-- INPUT ROWS start --

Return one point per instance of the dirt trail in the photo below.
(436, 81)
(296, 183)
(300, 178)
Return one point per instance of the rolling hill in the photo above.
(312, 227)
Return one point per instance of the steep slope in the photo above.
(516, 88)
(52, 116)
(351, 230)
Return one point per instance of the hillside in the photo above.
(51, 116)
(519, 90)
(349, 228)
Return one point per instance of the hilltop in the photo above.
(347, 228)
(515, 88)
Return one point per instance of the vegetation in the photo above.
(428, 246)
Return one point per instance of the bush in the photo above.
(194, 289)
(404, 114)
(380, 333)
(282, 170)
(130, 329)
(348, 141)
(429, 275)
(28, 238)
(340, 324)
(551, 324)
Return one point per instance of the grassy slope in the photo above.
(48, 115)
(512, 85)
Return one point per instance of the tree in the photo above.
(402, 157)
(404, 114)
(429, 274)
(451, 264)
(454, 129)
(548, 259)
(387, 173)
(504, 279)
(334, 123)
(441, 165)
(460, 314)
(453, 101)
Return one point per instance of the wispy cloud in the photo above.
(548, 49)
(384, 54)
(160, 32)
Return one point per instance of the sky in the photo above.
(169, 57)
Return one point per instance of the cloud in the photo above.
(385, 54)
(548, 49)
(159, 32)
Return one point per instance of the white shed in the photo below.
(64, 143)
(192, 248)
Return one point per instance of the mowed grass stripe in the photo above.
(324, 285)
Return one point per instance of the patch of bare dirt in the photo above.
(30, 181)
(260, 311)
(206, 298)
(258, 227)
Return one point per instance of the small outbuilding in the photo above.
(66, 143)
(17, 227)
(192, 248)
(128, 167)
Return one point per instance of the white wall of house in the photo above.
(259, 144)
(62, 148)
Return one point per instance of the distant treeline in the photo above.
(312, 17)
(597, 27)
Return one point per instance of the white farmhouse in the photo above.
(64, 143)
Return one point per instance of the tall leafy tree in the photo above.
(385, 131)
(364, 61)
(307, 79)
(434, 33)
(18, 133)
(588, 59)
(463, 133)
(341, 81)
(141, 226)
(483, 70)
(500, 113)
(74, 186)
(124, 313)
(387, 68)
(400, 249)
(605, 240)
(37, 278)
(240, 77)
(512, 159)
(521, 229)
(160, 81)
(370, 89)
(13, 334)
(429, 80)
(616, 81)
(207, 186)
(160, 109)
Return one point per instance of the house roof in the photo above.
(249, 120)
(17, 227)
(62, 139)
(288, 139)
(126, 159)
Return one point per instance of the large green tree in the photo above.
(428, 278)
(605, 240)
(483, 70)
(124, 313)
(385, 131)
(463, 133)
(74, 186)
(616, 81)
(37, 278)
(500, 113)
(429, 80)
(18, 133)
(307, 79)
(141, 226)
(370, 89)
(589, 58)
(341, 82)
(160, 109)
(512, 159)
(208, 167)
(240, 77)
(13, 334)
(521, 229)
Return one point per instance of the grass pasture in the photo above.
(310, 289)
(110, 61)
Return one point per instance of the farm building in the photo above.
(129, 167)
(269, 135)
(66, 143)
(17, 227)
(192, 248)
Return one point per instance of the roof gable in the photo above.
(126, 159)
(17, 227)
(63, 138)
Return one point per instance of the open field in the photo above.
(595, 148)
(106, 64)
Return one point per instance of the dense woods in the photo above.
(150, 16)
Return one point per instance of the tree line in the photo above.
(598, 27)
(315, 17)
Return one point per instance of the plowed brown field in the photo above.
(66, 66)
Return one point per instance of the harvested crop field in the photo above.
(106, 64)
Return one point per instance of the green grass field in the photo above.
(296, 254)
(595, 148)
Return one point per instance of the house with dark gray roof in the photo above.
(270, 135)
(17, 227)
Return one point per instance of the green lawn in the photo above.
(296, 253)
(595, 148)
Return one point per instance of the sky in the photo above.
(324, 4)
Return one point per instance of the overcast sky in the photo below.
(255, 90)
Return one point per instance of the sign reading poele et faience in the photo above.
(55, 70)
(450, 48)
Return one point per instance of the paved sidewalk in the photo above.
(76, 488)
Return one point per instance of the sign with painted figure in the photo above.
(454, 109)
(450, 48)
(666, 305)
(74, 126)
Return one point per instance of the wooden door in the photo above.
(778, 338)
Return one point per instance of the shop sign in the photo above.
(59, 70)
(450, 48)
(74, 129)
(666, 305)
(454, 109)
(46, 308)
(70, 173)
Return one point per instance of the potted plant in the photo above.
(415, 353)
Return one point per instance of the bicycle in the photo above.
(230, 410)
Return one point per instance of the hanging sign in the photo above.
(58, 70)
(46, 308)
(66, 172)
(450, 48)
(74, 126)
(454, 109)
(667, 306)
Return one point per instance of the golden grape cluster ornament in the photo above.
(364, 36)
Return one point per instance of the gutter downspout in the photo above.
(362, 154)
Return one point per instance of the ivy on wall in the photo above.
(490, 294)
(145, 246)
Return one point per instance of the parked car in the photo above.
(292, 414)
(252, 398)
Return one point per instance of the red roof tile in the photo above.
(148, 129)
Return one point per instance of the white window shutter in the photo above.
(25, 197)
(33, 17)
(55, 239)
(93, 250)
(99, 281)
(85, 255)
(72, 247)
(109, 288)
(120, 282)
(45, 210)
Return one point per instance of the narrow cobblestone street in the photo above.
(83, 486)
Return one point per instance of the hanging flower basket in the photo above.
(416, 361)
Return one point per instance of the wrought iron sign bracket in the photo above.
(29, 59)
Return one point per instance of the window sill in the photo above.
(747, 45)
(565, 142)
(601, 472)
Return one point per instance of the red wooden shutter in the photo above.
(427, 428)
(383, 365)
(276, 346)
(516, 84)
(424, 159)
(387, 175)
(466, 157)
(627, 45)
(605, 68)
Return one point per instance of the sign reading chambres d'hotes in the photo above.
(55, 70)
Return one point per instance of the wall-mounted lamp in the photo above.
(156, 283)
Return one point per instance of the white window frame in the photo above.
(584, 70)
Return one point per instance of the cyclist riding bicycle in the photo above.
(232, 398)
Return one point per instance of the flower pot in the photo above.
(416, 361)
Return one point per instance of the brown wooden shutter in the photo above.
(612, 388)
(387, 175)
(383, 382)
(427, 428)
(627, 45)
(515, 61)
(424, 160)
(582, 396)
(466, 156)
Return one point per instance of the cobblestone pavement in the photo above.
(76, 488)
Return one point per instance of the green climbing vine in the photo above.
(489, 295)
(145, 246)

-- INPUT ROWS end --

REQUEST: Switch "Return one point per instance" to "Mark one point for each instance" throughout the listing above and write out all of its lines again, leaving everything else unchanged.

TASK RESPONSE:
Mark one point for each instance of the dirt trail in the photo below.
(436, 81)
(296, 183)
(300, 178)
Mark one point for each instance of the rolling hill in the photo above.
(312, 227)
Mark one point for each instance of the steep slope in the photo above.
(516, 88)
(52, 116)
(351, 230)
Mark one point for each instance of the hillside in the photo above.
(51, 116)
(519, 90)
(349, 228)
Mark one point for each instance of the hilltop in the photo above.
(347, 228)
(515, 88)
Mark one point for each instance of the vegetation in the photo above.
(428, 246)
Mark one point for each instance of the bush in the photo above.
(194, 289)
(404, 114)
(380, 333)
(282, 170)
(130, 329)
(348, 141)
(429, 275)
(28, 238)
(340, 324)
(551, 324)
Mark one point for each instance of the grassy slope in the photo above.
(48, 115)
(512, 85)
Mark one point for each instance of the tree in the photo above.
(402, 157)
(404, 114)
(429, 274)
(451, 264)
(454, 129)
(548, 259)
(387, 173)
(504, 279)
(334, 123)
(441, 165)
(460, 314)
(453, 101)
Mark one point for each instance of the wispy cloud in the photo above.
(548, 49)
(384, 54)
(160, 32)
Mark one point for each instance of the sky in the photo above.
(169, 57)
Mark one point for each instance of the cloud in the photo above.
(385, 54)
(548, 49)
(159, 32)
Mark one point for each instance of the white shed in the photo below.
(64, 143)
(192, 248)
Mark one point for each instance of the mowed grass stripe in the photo above.
(324, 285)
Mark one point for each instance of the patch of bare dirt in the photo above.
(30, 181)
(260, 311)
(206, 298)
(258, 227)
Mark one point for each instance of the small outbuilding in the photo above.
(66, 143)
(17, 227)
(192, 248)
(128, 167)
Mark one point for each instance of the white wall of house in the photo above.
(259, 144)
(62, 148)
Mark one point for each instance of the distant treeline in the photo above.
(312, 17)
(597, 27)
Mark one point for each instance of the white farmhouse in the photo above.
(64, 143)
Mark one point for each instance of the tall leafy tree in the photo above.
(385, 131)
(364, 61)
(307, 79)
(434, 33)
(18, 133)
(588, 59)
(463, 133)
(341, 81)
(141, 226)
(483, 70)
(500, 113)
(74, 186)
(124, 313)
(387, 68)
(400, 249)
(605, 240)
(37, 278)
(240, 77)
(512, 159)
(521, 229)
(160, 81)
(370, 89)
(13, 334)
(429, 80)
(616, 81)
(207, 186)
(160, 109)
Mark one point for each instance of the house roof in the photo above.
(249, 120)
(17, 227)
(62, 139)
(288, 139)
(126, 159)
Mark one point for each instance of the large green tree in the photo above.
(428, 278)
(605, 240)
(483, 70)
(124, 313)
(385, 131)
(463, 133)
(74, 186)
(616, 81)
(37, 278)
(500, 113)
(429, 80)
(18, 133)
(307, 79)
(141, 226)
(370, 89)
(589, 58)
(341, 82)
(160, 109)
(512, 159)
(208, 167)
(240, 77)
(13, 334)
(521, 229)
Mark one point for each instance of the grass pasture in the photo above.
(310, 289)
(110, 61)
Mark one point for each instance of the farm building in the photo above.
(129, 167)
(269, 135)
(66, 143)
(17, 227)
(192, 248)
Mark one point for each instance of the roof gable in the photo above.
(126, 159)
(17, 227)
(63, 138)
Mark one point for each instance of the open field in the photo above.
(595, 148)
(106, 64)
Mark one point for each instance of the dense woods in the photo above.
(150, 16)
Mark one point for each instance of the tree line in the photo above.
(598, 27)
(315, 17)
Mark one point for each instance of the plowed brown field in the photo above.
(66, 66)
Mark one point for each instance of the harvested crop field in the photo above.
(106, 64)
Mark one point for each instance of the green grass field in the photo above.
(296, 254)
(595, 148)
Mark one point for each instance of the house with dark gray roof in the photo above.
(270, 135)
(17, 227)
Mark one point for each instance of the green lawn in the photo above.
(296, 253)
(595, 148)
Mark one point for each instance of the sky in the photo above.
(324, 4)
Mark one point for each instance of the overcast sky in the photo below.
(255, 90)
Mark one point for each instance of the sign reading poele et faience in the photo above.
(55, 70)
(450, 48)
Mark one point for each instance of the paved sidewalk in the photo above.
(76, 488)
Mark one point for each instance of the sign with painted figure in the photo above.
(454, 109)
(450, 48)
(666, 305)
(74, 126)
Mark one point for each instance of the wooden door in the photo above.
(778, 338)
Mark one point for each instance of the shop sign in the photo above.
(59, 70)
(450, 48)
(74, 129)
(666, 305)
(454, 109)
(46, 308)
(70, 173)
Mark one point for each instance of the potted plant in the photo above.
(415, 353)
Mark one point for each instance of the bicycle in the photo above.
(230, 410)
Mark one point for each instance of the hanging sign in the photo above.
(58, 70)
(46, 308)
(66, 172)
(450, 48)
(74, 126)
(454, 109)
(667, 306)
Mark one point for each instance of the golden grape cluster ornament in the photo above.
(364, 36)
Mark one point for each instance of the gutter downspout in the photo above.
(362, 154)
Mark one point for each instance of the ivy on wall in the photo above.
(490, 294)
(145, 246)
Mark one point for each instance of the parked car in the photo above.
(292, 414)
(252, 398)
Mark one point for each instance of the red roof tile in the photo above.
(148, 129)
Mark one point for each instance of the white window shutter in the photo above.
(25, 197)
(33, 17)
(55, 239)
(93, 250)
(99, 281)
(85, 255)
(72, 247)
(109, 288)
(120, 282)
(45, 210)
Mark one point for each instance of the narrow cobblestone street in the photo above.
(83, 486)
Mark one point for each instance of the hanging flower basket in the photo above.
(416, 361)
Mark one point for each instance of the wrought iron sign bracket in the photo above.
(29, 59)
Mark one point for each instance of the window sill in the photo above.
(747, 45)
(565, 142)
(601, 472)
Mark one point for each instance of the red wooden shutter in the photo above.
(427, 428)
(383, 365)
(276, 346)
(516, 84)
(424, 159)
(387, 175)
(466, 157)
(627, 45)
(605, 68)
Mark one point for each instance of the sign reading chambres d'hotes in the photo above.
(55, 70)
Mark one point for each instance of the wall-mounted lamp in the photo above.
(156, 283)
Mark one point for each instance of the white window frame in the photo above.
(584, 70)
Mark one point for each instance of the cyclist riding bicycle in the photo above.
(232, 398)
Mark one point for each instance of the flower pot in the photo above.
(416, 361)
Mark one point for each instance of the brown wooden shutter in the photo above.
(612, 388)
(387, 175)
(383, 382)
(427, 428)
(627, 45)
(515, 61)
(424, 160)
(582, 396)
(466, 156)
Mark one point for each instance of the cobblestone pavement in the photo above.
(76, 488)
Mark one point for each instance of the green climbing vine in the photo above.
(489, 295)
(145, 246)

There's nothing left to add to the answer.